[WORK TO BE COMPLETED]:
Extend the summary of the Matrigel-free kidney tubule study below, picking up after its last sentence.

[TEXT PASSAGE]:
# # # # #
Purpose of the Study:

  • To develop and characterize a Matrigel-free method for generating in vitro proximal tubular-like structures.
  • To evaluate a laminin-entactin (L-E) matrix as a defined biomaterial for supporting kidney tubule formation.
  • To assess the potential of this new method for kidney tissue engineering and nephrotoxicity studies.

Main Methods:

  • Utilized immortalized human renal epithelial cells (RPTEC/TERT1) cocultured with murine fibroblast stromal cells (FOXD1).
  • Employed a defined laminin-entactin (L-E) matrix to support cell culture and induce tubulogenesis.
  • Analyzed the formation of PCT-like structures using key markers (E-cadherin, aquaporin-1, Na+/K+ ATPase) and assessed cell polarity and lumen formation.

Main Results:

  • The laminin-entactin (L-E) matrix successfully supported the formation of proximal tubular-like structures in vitro.
# # # # #
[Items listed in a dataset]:
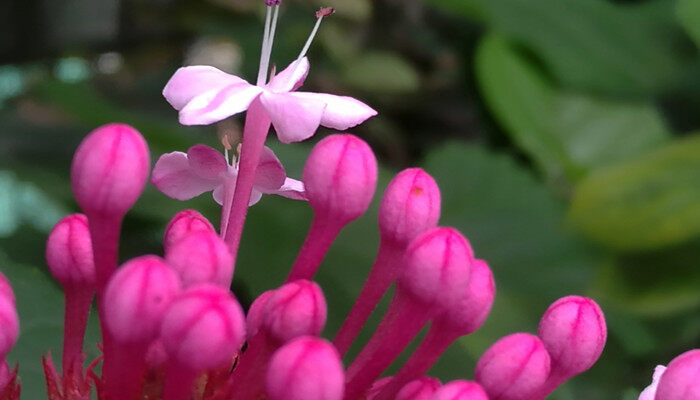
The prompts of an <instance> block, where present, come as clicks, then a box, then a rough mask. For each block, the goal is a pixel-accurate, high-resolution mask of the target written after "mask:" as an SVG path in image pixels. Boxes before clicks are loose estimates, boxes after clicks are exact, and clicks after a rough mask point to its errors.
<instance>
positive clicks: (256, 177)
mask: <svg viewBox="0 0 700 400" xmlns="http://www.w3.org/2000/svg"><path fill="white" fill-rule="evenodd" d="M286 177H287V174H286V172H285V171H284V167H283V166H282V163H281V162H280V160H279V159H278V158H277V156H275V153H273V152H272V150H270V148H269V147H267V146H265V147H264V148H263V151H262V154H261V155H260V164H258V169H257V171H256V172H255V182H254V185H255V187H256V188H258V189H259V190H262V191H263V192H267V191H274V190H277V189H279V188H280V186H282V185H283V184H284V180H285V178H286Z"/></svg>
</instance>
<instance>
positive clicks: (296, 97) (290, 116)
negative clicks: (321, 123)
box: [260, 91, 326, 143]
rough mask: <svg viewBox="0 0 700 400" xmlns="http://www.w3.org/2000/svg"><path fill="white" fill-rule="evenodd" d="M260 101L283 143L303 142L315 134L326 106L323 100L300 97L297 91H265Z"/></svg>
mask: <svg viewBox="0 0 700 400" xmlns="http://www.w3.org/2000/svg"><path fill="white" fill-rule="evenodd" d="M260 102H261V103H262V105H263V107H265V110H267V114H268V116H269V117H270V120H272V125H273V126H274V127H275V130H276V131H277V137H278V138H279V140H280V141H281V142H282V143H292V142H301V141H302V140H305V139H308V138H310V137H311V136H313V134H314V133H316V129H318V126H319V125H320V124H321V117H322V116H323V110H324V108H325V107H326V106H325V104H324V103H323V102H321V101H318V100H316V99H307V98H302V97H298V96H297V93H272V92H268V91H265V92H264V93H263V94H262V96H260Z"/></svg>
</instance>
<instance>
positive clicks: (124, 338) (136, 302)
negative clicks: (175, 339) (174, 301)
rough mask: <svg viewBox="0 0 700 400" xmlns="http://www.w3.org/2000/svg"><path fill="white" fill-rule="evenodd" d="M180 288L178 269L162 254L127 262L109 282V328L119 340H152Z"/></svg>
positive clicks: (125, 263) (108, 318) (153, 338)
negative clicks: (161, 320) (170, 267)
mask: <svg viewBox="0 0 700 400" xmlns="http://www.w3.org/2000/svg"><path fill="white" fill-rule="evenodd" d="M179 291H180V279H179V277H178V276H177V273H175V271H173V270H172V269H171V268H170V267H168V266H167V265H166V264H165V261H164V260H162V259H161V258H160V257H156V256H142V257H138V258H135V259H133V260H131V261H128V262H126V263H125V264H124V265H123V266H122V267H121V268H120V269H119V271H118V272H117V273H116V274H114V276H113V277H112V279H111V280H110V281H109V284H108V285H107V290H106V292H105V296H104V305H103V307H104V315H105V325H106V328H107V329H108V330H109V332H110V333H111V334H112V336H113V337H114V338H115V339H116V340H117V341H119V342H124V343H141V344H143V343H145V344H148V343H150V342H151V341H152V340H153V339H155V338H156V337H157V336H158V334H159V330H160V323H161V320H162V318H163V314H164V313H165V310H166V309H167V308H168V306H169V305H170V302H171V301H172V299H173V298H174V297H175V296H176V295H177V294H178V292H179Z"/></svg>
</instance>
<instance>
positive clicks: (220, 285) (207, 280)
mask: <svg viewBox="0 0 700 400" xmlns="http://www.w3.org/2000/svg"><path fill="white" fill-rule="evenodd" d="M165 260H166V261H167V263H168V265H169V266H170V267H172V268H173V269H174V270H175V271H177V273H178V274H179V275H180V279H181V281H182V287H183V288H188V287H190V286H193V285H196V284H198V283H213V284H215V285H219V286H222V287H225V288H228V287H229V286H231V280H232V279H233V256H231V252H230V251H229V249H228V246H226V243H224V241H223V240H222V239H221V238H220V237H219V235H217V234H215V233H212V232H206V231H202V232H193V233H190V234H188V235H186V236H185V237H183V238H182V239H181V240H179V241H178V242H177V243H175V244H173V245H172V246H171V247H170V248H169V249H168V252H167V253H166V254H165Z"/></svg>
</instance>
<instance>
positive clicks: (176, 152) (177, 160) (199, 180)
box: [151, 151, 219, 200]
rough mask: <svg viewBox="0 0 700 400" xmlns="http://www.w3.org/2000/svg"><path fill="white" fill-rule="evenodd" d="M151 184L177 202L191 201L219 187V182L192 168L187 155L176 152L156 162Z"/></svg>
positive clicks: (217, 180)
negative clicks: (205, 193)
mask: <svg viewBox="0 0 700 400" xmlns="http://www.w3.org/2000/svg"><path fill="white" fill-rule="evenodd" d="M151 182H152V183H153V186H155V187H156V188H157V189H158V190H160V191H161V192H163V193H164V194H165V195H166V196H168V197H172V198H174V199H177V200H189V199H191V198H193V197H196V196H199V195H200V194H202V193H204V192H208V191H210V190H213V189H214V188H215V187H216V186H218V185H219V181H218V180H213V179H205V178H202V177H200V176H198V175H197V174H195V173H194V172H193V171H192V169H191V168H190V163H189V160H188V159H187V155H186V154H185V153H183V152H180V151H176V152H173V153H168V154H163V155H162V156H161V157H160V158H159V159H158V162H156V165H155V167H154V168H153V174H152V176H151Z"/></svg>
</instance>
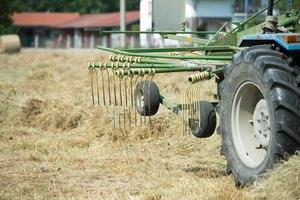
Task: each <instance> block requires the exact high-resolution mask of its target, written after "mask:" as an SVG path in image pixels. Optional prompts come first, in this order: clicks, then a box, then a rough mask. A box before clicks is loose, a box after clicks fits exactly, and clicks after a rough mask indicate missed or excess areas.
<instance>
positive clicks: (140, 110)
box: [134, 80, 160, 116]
# # # # #
[OUTPUT FOR THIS EXERCISE]:
  • The matrix recapitulated key components of the native tubular basement membrane and included fibroblast growth factor 8a (FGF-8a).
  • The resulting PCT structures exhibited cell polarity, a defined lumen, and expression of specific PCT markers after 18 days.

Conclusions:

  • A defined laminin-entactin (L-E) matrix provides a reproducible alternative to Matrigel for in vitro kidney proximal tubule development.
  • This Matrigel-free approach advances kidney tissue engineering by offering a consistent and well-characterized biomaterial.
  • The developed model is suitable for studying proximal tubule development and for conducting in vitro nephrotoxicity assessments.